■ **EXERCISE INSTRUCTIONS**
This exercise asks for a copy of each line in the records below with the word "pink" in it.

[RAW DATA Boundary: Start]

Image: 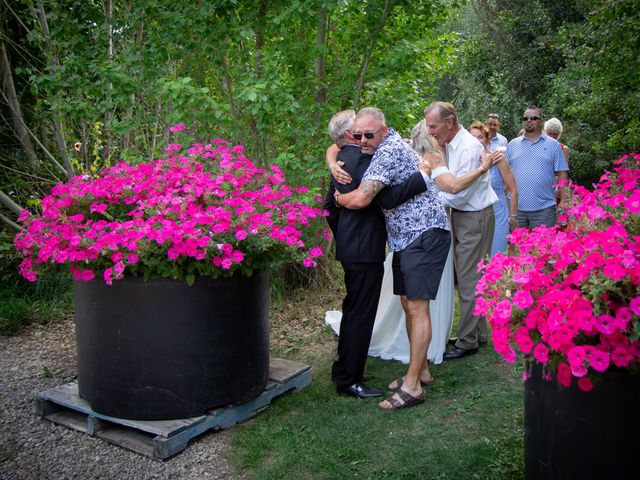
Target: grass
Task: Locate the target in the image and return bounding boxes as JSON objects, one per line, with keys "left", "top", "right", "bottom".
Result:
{"left": 0, "top": 269, "right": 74, "bottom": 335}
{"left": 230, "top": 284, "right": 525, "bottom": 480}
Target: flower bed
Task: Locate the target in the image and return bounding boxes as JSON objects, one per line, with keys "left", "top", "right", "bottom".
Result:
{"left": 475, "top": 153, "right": 640, "bottom": 391}
{"left": 14, "top": 133, "right": 326, "bottom": 285}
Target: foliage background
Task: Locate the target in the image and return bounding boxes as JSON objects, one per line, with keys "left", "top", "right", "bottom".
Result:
{"left": 1, "top": 0, "right": 639, "bottom": 332}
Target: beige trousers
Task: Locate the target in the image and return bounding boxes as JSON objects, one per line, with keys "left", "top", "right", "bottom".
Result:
{"left": 450, "top": 206, "right": 495, "bottom": 349}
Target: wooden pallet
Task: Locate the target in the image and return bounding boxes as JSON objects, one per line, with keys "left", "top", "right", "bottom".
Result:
{"left": 35, "top": 357, "right": 311, "bottom": 460}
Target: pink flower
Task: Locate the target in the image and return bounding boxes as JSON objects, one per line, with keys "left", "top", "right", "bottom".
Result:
{"left": 611, "top": 347, "right": 633, "bottom": 368}
{"left": 556, "top": 362, "right": 572, "bottom": 387}
{"left": 588, "top": 349, "right": 610, "bottom": 372}
{"left": 513, "top": 290, "right": 533, "bottom": 309}
{"left": 79, "top": 269, "right": 94, "bottom": 281}
{"left": 491, "top": 300, "right": 513, "bottom": 326}
{"left": 577, "top": 377, "right": 593, "bottom": 392}
{"left": 630, "top": 296, "right": 640, "bottom": 316}
{"left": 126, "top": 253, "right": 139, "bottom": 264}
{"left": 309, "top": 246, "right": 323, "bottom": 257}
{"left": 533, "top": 343, "right": 549, "bottom": 363}
{"left": 169, "top": 124, "right": 186, "bottom": 132}
{"left": 303, "top": 257, "right": 316, "bottom": 268}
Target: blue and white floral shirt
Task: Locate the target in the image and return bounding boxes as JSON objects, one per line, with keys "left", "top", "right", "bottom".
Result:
{"left": 363, "top": 129, "right": 450, "bottom": 252}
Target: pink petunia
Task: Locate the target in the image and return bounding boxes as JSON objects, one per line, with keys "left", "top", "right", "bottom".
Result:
{"left": 577, "top": 377, "right": 593, "bottom": 392}
{"left": 630, "top": 296, "right": 640, "bottom": 316}
{"left": 533, "top": 343, "right": 549, "bottom": 363}
{"left": 588, "top": 349, "right": 610, "bottom": 372}
{"left": 513, "top": 290, "right": 533, "bottom": 309}
{"left": 169, "top": 124, "right": 186, "bottom": 132}
{"left": 303, "top": 257, "right": 316, "bottom": 268}
{"left": 309, "top": 246, "right": 323, "bottom": 257}
{"left": 611, "top": 347, "right": 633, "bottom": 368}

[RAW DATA Boundary: End]

■ **ANSWER TO THE EXERCISE**
Target: pink flower
Target: pink petunia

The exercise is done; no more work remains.